Record excerpts:
──────────────────────────────

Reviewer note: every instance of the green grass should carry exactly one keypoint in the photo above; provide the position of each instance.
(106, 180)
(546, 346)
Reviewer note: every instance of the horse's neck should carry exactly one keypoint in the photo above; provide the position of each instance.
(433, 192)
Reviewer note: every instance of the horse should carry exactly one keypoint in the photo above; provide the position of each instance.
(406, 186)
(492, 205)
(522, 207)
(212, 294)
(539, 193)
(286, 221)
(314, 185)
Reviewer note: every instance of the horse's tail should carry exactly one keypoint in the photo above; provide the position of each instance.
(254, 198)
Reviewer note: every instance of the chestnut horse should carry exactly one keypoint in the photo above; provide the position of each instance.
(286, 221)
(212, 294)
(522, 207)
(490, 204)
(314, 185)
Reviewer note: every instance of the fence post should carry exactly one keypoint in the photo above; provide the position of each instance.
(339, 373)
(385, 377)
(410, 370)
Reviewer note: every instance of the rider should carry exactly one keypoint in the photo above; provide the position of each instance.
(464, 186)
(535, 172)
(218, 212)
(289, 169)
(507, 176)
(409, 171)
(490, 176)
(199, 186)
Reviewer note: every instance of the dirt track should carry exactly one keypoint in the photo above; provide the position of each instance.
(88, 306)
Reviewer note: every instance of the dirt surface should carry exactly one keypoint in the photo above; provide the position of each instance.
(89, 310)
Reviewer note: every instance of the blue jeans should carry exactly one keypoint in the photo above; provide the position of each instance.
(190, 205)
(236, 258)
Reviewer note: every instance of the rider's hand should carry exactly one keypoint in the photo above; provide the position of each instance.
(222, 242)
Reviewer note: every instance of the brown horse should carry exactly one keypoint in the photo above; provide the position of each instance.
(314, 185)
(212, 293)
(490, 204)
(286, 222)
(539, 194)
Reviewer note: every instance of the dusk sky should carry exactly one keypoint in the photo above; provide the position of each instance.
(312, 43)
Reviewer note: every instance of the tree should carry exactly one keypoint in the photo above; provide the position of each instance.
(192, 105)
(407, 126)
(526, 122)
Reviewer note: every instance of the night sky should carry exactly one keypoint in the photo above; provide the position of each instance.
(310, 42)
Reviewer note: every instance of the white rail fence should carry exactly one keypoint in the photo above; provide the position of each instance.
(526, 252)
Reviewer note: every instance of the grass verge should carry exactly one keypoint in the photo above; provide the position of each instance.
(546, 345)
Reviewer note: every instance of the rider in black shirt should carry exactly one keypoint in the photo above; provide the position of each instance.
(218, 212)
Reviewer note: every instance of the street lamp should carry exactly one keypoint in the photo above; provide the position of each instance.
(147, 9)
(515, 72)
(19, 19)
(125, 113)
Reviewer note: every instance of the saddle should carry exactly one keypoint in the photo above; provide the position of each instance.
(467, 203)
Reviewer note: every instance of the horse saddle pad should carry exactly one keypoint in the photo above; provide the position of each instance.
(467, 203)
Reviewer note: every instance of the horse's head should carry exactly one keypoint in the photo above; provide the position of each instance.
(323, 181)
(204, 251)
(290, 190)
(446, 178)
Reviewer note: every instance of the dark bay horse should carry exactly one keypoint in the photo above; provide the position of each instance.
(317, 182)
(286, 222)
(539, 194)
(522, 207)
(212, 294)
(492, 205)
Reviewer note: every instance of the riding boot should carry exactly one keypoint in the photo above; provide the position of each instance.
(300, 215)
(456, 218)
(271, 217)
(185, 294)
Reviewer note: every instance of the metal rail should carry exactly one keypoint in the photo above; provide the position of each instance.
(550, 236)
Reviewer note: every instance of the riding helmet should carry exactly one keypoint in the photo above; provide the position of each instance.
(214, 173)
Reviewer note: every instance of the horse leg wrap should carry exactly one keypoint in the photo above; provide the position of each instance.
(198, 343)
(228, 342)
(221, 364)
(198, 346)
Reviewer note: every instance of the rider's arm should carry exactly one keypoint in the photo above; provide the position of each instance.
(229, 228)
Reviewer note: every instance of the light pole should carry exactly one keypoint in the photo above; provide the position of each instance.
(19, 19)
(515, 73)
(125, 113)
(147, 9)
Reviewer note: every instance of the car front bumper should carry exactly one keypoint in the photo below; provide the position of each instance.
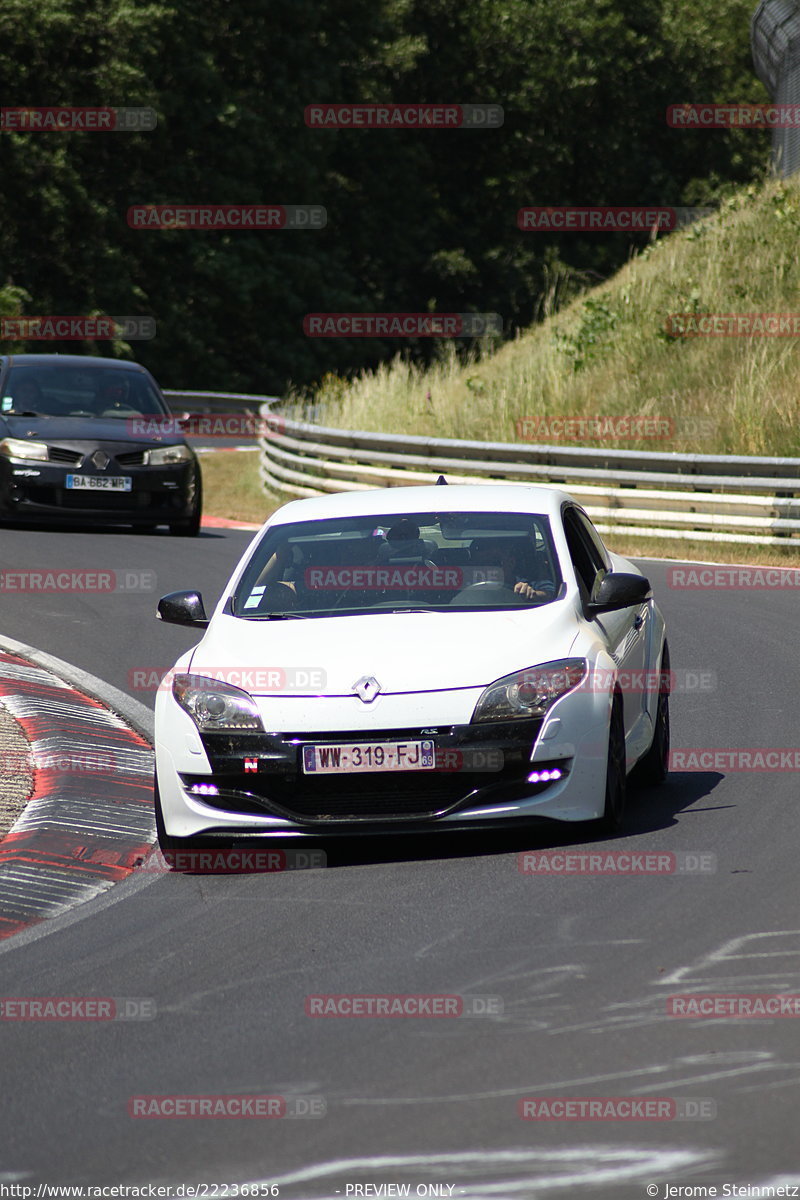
(486, 774)
(37, 491)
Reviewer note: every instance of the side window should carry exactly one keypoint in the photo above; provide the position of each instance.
(600, 553)
(585, 557)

──────────────────────────────

Exercise goal: Everything in the listing should be copied exactly, apart from the images it holds.

Task output:
Reviewer note: every instance of the green grass should carry exactly one keypoint in the photo above; provide the position of each instance.
(106, 180)
(546, 346)
Reviewer note: every instance of the horse's neck should carry exactly one keypoint in the photo above; provide the position of each instance.
(433, 192)
Reviewer note: every instance of the horse should carry exactly one keypoint in the photo above; provide the position of each instance.
(406, 186)
(492, 205)
(522, 207)
(212, 294)
(539, 193)
(286, 221)
(314, 185)
Reviewer note: every instance of the horse's tail should carry exactly one keypoint in the photo above; provide the position of each instance.
(254, 198)
Reviewer note: every instance of the chestnut horse should carry exactly one keypoint in the photo above; provide the position of each instance.
(286, 221)
(212, 294)
(522, 207)
(490, 204)
(314, 185)
Reviewer note: every instance of the fence post should carry exactly one keypoint in the photo above; provide the position of each instance.
(339, 373)
(385, 377)
(410, 370)
Reviewer note: every instance of the rider should carry exactly one keypoint in the photo above; provide the position of each instance.
(464, 186)
(535, 172)
(218, 212)
(289, 169)
(507, 176)
(409, 171)
(490, 176)
(199, 186)
Reviewer note: every instance of the dirt track should carry exactly one keypoint in the photo above; provide the position of each instance.
(88, 306)
Reviewer note: every instance of the dirt surface should carry exactly one keypoint in the photo above; provide the position of each instance.
(89, 310)
Reviewer note: every instance of the blue jeans should carry exactly one keypoint in the photo above; provide the position of each instance.
(190, 205)
(236, 258)
Reviewer note: every instance of the rider's hand should carry exactly one keypoint in the photo above; provide the position of each instance.
(222, 242)
Reviewer note: every instance of the brown horse should carry exactly one keypoint in the photo above; provide the position of each instance.
(314, 185)
(212, 293)
(490, 204)
(286, 222)
(539, 194)
Reviewer note: every instance of the dusk sky should carry exactly one keypoint in the photo above; provide the position of each instance.
(312, 43)
Reviewer note: every instance of the tree should carry exactly one keypoint in the photo above; provide the position of each instance.
(192, 105)
(407, 126)
(526, 122)
Reviewer note: every instance of the night sky should carry exactly one keypoint in the photo above; provide the position of each instance.
(310, 42)
Reviewer note: every instance of the white rail fence should carry exactly one keypoint in the photo above; provide the position of each instance.
(526, 252)
Reviewer note: every instance of the grass verge should carry exactly one keypoint in the photo above; provide the position of each instance.
(546, 345)
Reviewer note: every instance of the rider in black shirt should carry exactly one keypoint in the photo above; provide the position of each instance.
(218, 212)
Reviewer note: every instance of the street lamp should carry exactly one keypoint in the photo above; provide the position of each instance.
(147, 9)
(515, 72)
(19, 19)
(125, 113)
Reviewer note: every instance of the saddle should carry exactly one keypoint in the photo above; provide the position of each instance.
(467, 203)
Reviewer note: every instance of the horse saddle pad should carry exactly one keypoint in the photo above; provide the position of each instance.
(467, 203)
Reviewer note: every instance of the horse's head should carry exactly one keypoint in the photo above; provide the position of each instance.
(323, 181)
(204, 251)
(290, 190)
(446, 178)
Reviewer note: every instance of the dark bay horse should carry exactly one keypoint in the photo above; provide the position of each instance.
(317, 182)
(286, 222)
(539, 194)
(522, 207)
(212, 294)
(492, 205)
Reviewer note: every instance of the riding boot should carry exactly one keypoint in the photo above; provide the position of each instance.
(300, 215)
(456, 218)
(271, 217)
(185, 294)
Reviewer note: every instance of the metal rail should carry exactly one keypoint in the photo above; provide the position of each instance.
(550, 236)
Reviewer note: every instance of the riding helmet should carry exactly one keypoint in the photo above; provide the position of each instance.
(214, 173)
Reviewer note: every instance of the horse leg wrap should carry exactly one keypoint in the photo above; provide the position of each instance.
(198, 343)
(228, 342)
(221, 364)
(198, 346)
Reviewer note: every instance of the rider's arm should carry exactly one keypoint in the photo above; provide the position of each instance.
(229, 228)
Reviewer note: every instance of the light pole should carry exactly one keypoint in the photo above; provide the position of each instance.
(19, 19)
(515, 73)
(125, 113)
(147, 9)
Reviewer note: every instance of the car front bumper should carry exactly one keypoint in the photo below; provide the position of each instance.
(486, 774)
(37, 491)
Reviewer note: every instance of the side window should carry exactly one keypoint in the photo above; provide the position of each instance.
(600, 553)
(585, 557)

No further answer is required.